--- Supplied entries Enclosed Below ---

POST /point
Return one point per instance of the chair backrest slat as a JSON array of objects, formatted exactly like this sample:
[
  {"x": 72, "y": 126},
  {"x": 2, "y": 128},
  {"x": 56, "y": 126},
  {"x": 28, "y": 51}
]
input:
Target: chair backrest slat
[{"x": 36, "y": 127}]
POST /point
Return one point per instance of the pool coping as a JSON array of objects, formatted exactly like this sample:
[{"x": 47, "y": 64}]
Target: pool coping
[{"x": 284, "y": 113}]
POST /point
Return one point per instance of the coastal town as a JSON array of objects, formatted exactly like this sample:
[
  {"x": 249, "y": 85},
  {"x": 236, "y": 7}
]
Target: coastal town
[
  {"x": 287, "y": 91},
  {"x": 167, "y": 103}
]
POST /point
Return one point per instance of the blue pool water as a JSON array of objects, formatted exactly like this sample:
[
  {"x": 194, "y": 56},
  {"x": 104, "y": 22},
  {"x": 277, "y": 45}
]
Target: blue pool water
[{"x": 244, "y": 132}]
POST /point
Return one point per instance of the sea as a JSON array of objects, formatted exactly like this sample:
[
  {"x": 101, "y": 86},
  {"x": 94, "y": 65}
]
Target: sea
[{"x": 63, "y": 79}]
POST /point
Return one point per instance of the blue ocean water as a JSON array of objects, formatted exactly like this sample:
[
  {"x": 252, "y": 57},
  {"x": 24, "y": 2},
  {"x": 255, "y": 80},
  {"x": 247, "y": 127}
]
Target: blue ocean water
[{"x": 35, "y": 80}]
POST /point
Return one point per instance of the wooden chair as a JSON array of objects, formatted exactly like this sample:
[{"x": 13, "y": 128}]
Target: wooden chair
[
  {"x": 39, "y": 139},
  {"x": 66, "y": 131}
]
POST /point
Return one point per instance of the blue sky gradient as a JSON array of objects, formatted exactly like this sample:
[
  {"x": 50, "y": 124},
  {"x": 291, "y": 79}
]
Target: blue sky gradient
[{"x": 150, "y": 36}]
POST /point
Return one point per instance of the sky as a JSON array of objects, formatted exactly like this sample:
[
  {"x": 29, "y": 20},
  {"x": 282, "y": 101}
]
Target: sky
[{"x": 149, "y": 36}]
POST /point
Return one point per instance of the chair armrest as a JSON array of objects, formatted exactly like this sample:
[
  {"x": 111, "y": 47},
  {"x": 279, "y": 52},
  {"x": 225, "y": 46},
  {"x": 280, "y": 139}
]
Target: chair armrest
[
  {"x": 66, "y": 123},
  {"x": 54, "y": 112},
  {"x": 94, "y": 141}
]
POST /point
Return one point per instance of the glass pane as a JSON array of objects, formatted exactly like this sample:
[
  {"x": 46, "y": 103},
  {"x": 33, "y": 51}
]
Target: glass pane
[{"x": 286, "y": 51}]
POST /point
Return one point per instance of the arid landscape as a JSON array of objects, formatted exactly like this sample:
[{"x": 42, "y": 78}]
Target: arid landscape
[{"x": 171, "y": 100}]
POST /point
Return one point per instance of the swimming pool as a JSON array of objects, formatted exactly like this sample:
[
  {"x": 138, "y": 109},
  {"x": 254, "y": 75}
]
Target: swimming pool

--- End of Enclosed Supplied entries ---

The required answer is each line of the data in which the word "swimming" appears.

Return one point per instance of the swimming pool as a JSON array of objects, formatted exactly like this sample:
Target: swimming pool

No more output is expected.